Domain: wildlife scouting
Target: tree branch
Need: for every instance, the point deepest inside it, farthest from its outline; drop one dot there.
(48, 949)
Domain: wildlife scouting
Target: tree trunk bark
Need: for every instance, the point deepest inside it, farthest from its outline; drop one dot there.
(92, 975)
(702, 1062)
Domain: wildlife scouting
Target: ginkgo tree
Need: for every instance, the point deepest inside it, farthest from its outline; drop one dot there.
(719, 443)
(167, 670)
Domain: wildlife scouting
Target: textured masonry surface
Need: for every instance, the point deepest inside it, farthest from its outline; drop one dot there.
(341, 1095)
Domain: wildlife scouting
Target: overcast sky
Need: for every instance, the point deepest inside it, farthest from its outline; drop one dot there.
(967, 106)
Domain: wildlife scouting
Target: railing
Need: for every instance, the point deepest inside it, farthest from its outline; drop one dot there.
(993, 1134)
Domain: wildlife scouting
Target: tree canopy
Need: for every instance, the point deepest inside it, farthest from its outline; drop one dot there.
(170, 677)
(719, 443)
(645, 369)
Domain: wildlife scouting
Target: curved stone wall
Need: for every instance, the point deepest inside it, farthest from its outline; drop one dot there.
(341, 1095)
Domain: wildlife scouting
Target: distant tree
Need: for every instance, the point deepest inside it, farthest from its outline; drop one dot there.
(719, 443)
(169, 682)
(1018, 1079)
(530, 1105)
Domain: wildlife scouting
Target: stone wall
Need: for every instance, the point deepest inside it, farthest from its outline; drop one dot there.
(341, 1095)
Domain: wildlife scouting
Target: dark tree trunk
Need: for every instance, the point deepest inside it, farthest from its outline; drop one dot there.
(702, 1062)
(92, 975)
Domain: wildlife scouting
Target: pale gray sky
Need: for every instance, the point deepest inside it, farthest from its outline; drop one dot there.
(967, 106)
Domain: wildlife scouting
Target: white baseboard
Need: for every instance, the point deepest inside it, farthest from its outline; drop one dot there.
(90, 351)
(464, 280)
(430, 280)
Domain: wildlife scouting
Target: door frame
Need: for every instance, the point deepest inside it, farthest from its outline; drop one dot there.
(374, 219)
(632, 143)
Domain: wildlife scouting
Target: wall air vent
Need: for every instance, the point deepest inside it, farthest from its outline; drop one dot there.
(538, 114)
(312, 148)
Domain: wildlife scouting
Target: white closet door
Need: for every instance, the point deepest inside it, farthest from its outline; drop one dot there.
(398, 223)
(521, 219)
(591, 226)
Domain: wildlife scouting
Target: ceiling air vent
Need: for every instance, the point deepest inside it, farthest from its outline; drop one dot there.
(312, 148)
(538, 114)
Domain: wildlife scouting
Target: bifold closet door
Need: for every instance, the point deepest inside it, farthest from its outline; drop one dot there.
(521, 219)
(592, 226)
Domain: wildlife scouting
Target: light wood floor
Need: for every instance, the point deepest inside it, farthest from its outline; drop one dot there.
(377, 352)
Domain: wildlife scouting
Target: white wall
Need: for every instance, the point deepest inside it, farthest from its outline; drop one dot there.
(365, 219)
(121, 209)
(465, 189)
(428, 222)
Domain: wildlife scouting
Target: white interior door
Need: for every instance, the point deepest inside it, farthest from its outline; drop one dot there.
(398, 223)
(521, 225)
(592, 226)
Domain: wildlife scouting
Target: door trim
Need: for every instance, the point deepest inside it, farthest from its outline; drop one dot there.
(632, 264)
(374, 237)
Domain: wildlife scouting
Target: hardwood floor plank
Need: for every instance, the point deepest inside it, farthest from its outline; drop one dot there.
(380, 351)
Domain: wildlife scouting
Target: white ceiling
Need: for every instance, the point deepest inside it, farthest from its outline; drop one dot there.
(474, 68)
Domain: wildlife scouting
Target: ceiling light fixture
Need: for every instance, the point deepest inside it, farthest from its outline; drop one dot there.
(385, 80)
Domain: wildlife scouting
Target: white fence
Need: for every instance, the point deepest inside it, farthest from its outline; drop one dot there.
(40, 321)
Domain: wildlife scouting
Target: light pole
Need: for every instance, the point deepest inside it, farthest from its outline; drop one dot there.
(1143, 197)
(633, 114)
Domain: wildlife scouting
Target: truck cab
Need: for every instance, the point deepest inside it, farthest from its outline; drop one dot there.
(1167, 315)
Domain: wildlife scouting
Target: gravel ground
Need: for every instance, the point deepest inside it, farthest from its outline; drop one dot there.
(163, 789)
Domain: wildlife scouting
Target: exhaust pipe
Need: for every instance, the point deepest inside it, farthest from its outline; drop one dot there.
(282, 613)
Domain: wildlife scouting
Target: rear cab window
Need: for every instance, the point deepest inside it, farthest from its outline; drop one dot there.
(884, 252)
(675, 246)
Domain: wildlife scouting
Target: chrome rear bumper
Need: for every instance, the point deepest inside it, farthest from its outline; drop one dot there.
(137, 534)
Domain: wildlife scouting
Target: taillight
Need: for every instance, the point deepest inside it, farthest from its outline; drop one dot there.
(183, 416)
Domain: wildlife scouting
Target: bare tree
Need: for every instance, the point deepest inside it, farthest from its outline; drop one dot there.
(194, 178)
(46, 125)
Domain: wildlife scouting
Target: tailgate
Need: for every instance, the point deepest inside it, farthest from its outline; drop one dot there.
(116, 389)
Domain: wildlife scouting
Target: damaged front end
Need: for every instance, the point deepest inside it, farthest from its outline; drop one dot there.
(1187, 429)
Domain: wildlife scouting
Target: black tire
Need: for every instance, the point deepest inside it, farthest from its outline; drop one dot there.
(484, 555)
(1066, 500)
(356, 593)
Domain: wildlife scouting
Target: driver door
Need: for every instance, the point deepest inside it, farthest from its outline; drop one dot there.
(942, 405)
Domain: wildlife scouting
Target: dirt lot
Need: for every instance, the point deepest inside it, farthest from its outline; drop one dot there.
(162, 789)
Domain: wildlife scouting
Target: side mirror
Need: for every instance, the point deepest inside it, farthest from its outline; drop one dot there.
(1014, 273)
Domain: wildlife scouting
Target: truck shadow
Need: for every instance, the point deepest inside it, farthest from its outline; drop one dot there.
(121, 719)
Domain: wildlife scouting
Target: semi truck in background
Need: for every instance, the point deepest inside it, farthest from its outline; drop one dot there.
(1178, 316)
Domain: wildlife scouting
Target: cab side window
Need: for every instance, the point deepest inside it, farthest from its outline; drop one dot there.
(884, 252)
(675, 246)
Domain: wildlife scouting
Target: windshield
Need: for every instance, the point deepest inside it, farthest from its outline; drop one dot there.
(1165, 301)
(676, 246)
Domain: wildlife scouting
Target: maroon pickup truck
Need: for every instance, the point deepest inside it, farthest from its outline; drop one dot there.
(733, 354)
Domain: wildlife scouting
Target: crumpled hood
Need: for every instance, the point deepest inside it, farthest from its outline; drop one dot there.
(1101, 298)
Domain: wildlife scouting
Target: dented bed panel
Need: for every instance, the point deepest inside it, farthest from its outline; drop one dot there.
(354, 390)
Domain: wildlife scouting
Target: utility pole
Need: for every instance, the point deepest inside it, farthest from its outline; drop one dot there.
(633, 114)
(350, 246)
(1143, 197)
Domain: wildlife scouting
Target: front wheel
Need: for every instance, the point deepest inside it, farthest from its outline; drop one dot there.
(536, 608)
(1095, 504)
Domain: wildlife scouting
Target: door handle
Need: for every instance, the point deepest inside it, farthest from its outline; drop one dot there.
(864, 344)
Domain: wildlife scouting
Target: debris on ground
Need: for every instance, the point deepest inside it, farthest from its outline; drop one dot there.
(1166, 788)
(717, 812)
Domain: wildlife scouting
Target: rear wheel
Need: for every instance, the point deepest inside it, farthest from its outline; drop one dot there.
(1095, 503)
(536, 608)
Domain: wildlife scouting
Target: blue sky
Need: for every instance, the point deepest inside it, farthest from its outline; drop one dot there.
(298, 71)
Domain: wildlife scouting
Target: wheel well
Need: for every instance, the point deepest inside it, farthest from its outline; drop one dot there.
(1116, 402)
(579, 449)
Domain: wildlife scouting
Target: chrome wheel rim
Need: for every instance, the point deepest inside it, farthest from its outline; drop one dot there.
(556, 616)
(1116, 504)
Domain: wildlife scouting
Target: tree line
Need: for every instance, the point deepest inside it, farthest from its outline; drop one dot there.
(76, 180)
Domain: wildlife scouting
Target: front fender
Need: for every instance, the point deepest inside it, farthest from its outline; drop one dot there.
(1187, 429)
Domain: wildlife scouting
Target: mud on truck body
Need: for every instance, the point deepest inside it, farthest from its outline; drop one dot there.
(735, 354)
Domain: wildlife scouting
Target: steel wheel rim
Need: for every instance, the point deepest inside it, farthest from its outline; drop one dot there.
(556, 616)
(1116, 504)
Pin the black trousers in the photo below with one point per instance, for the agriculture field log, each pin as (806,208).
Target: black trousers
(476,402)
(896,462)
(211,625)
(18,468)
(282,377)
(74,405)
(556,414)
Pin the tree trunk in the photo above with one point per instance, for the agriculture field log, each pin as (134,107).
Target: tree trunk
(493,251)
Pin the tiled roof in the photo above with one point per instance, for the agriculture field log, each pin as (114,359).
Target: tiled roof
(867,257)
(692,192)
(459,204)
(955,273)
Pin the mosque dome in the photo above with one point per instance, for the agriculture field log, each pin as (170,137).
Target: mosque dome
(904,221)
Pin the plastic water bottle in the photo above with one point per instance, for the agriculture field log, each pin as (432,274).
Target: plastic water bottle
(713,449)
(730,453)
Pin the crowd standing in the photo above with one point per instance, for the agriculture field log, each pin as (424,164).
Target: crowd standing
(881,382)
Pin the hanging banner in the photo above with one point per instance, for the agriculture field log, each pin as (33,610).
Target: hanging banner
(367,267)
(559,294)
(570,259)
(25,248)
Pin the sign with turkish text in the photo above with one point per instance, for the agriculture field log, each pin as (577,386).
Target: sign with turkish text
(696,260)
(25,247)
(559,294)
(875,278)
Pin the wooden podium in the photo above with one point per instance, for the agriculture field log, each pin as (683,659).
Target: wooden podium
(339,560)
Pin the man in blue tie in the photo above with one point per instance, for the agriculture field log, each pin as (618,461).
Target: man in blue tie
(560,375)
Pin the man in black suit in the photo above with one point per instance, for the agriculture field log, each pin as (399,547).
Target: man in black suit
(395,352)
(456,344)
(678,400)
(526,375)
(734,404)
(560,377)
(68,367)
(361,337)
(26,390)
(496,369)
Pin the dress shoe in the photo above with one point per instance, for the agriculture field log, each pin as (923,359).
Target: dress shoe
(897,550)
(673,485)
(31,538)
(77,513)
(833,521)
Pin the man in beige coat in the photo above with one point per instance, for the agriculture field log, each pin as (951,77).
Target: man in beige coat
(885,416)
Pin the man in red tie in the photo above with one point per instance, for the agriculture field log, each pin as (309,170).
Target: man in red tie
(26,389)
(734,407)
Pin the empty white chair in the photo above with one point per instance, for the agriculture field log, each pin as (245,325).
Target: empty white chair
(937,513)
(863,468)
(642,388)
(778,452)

• **What this task involves**: Find the line with "Target: ceiling air vent" in the entries above. Retype it and each line after it, exactly, through the line with "Target: white wall", and stop there.

• **Answer area**:
Target: ceiling air vent
Need: for every instance, the point deepest inside it, farthest from its outline; drop one dot there.
(312, 148)
(538, 114)
Domain: wildlife scouting
Target: bifold closet door
Need: for every instance, the point deepest inside it, farthest from its outline; drop one dot there.
(521, 219)
(592, 226)
Domain: wildlife scouting
Target: light wood floor
Need: for every instance, the point deepest inside it, farthest from its outline; drop one dot there.
(377, 352)
Domain: wildlife scouting
Target: white wall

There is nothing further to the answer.